- TASK BRIEF -
Reproduce the tegu enclosure maintenance text below word for word, from its heading through the final sentence.

Maintenance: Keeping the Enclosure as Good as New

Of course, you aren’t done after setting up your pet’s habitat — you’ll need to invest some time and energy to keep your tegu’s enclosure clean, safe and looking great over the long term. Fortunately, this isn’t terribly difficult, and it is much easier than, say, maintaining a fish aquarium.

While the specifics will vary from one situation to the next, maintaining a tegu habitat will generally involve the following:

  • Daily spot cleaning, including the removal of feces, urates, loose insects, or pieces of shed skin.
  • Misting the habitat regularly to ensure the humidity level remains correct.
  • Emptying, cleaning and refilling the water reservoir on a daily basis.
  • Cleaning the enclosure walls (or glass) on a weekly basis.
  • Monitoring the temperatures on a daily basis.
  • Replacing heat lamps or other devices as they burn out or fail.

Additionally, you’ll need to do a thorough enclosure cleaning about once per month. During these cleaning sessions, you’ll want to remove and replace all of the substrate, sterilize the water dish and any cage furniture you don’t want to replace, and scrub the walls of the habitat.

- DATASET -

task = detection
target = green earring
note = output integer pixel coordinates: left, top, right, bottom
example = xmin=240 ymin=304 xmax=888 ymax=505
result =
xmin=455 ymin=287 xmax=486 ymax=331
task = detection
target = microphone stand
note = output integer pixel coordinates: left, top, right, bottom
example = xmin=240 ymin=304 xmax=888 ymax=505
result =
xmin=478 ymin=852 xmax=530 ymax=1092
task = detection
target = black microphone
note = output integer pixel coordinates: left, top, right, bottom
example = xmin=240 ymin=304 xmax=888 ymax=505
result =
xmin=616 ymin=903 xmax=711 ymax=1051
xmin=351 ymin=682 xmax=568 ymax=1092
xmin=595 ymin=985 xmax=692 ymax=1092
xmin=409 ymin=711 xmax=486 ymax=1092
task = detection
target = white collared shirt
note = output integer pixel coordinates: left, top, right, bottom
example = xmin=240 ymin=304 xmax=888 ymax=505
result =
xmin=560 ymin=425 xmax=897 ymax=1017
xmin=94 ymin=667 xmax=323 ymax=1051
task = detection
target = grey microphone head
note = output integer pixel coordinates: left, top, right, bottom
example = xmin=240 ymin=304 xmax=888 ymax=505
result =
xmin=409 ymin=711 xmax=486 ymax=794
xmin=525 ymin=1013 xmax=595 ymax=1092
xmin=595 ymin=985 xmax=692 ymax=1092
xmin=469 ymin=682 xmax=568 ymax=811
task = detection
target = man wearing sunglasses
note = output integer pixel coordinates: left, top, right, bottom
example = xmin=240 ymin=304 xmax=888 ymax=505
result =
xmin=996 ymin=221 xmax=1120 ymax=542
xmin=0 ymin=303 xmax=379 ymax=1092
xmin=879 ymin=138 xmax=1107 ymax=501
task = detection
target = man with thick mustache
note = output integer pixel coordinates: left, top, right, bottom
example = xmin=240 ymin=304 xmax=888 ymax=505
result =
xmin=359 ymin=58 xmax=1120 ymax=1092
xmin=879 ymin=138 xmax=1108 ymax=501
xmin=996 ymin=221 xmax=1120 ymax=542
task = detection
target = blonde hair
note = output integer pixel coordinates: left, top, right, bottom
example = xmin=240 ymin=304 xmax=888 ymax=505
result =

- EXERCISE SOLUTION -
Maintenance: Keeping the Enclosure as Good as New

Of course, you aren’t done after setting up your pet’s habitat — you’ll need to invest some time and energy to keep your tegu’s enclosure clean, safe and looking great over the long term. Fortunately, this isn’t terribly difficult, and it is much easier than, say, maintaining a fish aquarium.

While the specifics will vary from one situation to the next, maintaining a tegu habitat will generally involve the following:

  • Daily spot cleaning, including the removal of feces, urates, loose insects, or pieces of shed skin.
  • Misting the habitat regularly to ensure the humidity level remains correct.
  • Emptying, cleaning and refilling the water reservoir on a daily basis.
  • Cleaning the enclosure walls (or glass) on a weekly basis.
  • Monitoring the temperatures on a daily basis.
  • Replacing heat lamps or other devices as they burn out or fail.

Additionally, you’ll need to do a thorough enclosure cleaning about once per month. During these cleaning sessions, you’ll want to remove and replace all of the substrate, sterilize the water dish and any cage furniture you don’t want to replace, and scrub the walls of the habitat.